== To do ==
In the items, take the lines from the one containing "the concrete ledge." through the one containing "[(810, 600)]", change every "innermost" to "central", and return only those lines with everything else unchanged.

####################

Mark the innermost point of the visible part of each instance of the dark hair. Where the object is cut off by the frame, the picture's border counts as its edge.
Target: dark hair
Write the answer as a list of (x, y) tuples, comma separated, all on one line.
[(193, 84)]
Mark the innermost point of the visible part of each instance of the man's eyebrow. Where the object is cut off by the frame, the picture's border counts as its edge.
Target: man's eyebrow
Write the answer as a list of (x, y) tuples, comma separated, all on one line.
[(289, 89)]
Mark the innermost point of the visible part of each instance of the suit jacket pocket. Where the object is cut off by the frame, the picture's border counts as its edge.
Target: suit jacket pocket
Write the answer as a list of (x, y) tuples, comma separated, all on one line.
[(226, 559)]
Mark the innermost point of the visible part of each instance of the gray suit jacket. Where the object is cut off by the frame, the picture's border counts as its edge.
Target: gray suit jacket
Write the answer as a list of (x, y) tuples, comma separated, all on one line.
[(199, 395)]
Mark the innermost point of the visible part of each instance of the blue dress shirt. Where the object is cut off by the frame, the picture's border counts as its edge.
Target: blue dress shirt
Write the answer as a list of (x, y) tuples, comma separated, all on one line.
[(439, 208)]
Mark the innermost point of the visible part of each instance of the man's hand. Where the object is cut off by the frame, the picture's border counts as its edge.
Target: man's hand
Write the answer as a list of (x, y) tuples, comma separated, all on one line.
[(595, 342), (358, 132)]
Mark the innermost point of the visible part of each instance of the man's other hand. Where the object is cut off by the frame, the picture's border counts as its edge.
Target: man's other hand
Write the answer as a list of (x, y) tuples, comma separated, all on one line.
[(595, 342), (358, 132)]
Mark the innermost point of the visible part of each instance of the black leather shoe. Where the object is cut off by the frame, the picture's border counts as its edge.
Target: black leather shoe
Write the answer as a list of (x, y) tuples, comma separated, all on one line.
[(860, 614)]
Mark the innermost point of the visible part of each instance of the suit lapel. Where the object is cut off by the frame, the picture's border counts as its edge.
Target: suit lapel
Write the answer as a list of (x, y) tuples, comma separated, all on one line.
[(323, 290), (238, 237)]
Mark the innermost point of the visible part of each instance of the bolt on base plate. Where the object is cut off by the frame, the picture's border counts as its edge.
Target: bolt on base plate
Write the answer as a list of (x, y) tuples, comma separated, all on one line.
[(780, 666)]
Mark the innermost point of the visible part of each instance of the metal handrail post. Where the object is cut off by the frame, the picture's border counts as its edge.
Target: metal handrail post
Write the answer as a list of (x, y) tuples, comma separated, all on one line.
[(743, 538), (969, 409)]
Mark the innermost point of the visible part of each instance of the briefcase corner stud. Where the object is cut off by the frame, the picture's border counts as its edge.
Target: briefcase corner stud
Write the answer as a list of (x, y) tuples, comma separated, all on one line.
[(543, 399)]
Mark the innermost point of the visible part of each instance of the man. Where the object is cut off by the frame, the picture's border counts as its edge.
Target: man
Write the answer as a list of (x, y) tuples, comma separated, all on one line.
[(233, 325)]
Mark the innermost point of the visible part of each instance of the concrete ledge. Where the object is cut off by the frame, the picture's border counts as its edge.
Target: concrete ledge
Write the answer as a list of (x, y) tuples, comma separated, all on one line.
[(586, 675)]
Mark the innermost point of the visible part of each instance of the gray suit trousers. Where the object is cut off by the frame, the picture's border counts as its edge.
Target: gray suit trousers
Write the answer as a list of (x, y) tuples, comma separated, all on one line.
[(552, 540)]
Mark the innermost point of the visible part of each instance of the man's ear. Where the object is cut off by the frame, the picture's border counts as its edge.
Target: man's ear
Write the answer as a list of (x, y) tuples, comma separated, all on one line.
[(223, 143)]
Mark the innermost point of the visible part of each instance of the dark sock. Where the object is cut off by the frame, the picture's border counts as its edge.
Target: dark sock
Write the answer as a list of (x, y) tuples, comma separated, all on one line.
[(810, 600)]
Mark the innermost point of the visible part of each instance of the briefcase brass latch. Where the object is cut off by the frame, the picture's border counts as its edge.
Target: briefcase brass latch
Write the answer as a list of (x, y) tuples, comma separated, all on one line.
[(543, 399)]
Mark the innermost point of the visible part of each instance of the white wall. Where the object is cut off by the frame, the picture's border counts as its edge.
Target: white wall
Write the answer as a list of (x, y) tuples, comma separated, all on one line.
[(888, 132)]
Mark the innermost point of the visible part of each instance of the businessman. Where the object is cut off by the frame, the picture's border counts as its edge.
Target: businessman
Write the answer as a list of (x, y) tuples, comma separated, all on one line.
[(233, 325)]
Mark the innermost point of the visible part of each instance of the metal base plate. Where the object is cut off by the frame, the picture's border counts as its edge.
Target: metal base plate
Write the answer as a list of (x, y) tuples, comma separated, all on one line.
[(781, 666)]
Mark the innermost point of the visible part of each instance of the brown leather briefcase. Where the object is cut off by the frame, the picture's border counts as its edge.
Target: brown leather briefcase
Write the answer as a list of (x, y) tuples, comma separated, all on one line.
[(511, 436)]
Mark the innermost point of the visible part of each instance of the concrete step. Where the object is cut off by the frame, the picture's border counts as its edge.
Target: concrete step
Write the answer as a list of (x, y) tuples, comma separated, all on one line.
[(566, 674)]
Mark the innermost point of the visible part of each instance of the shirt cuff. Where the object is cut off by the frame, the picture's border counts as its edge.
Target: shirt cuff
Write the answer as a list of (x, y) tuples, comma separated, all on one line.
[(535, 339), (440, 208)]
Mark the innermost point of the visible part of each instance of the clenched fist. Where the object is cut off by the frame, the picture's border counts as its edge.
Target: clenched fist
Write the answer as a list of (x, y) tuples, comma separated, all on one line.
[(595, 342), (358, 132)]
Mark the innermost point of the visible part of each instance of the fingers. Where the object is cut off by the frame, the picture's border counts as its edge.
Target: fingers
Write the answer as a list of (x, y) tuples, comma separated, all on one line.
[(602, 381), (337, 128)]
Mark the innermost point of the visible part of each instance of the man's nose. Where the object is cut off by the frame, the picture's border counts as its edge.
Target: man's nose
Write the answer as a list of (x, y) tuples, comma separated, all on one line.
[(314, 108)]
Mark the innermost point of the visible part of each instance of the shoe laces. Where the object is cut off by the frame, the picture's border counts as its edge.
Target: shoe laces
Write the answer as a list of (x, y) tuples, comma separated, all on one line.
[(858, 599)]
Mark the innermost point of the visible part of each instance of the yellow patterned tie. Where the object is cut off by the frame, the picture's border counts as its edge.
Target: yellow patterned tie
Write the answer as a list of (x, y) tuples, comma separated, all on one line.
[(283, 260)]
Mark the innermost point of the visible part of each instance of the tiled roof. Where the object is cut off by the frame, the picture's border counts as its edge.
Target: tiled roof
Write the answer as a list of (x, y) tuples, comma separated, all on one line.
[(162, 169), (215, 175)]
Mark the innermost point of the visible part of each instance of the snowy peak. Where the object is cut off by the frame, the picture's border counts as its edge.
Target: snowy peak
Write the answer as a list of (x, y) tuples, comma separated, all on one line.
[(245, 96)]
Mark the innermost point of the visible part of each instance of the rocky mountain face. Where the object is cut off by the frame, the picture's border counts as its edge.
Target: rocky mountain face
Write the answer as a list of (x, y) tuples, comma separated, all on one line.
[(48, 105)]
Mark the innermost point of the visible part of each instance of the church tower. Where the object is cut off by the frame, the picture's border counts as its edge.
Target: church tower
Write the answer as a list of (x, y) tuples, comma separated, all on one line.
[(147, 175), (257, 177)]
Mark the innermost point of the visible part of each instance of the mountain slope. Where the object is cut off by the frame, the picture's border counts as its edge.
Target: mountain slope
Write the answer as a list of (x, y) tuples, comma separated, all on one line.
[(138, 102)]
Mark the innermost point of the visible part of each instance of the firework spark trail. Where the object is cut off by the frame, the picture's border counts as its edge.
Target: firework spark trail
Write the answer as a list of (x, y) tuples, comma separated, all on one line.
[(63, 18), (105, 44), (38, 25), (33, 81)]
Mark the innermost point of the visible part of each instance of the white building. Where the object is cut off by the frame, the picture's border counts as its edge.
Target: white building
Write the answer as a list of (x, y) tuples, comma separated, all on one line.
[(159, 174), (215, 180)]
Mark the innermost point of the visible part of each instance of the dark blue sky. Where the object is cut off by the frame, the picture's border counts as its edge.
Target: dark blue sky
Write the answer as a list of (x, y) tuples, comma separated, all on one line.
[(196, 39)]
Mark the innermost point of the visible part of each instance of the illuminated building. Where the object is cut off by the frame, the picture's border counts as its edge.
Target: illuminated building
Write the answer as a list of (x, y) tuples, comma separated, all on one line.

####################

== Complete output ==
Mark the central point of the visible part of each instance of the concrete ledge. Where the object is cut off by the frame, the picture's border counts as its edge.
Target: concrete ledge
Write the answer as a list of (x, y) tuples, comma separated, all on one line.
[(586, 675)]
Mark the central point of the visible part of each instance of the gray suit trousers. Where the object is cut off by the frame, the picture's border counts as its edge.
Target: gray suit trousers
Write the answer as a list of (x, y) tuples, comma separated, all on one line.
[(552, 540)]
Mark the central point of the visible part of each instance of the man's ear. Where the object is cut off by the frame, the picture's border counts as its edge.
Target: man's ear
Write the answer as a list of (x, y) tuples, comma separated, all on one line.
[(223, 143)]
Mark the central point of the visible part of each instance of the dark sock. Where the object is cut off by the frame, the picture's border counts as its edge.
Target: dark sock
Write the answer as a list of (x, y) tuples, comma separated, all on one line.
[(810, 600)]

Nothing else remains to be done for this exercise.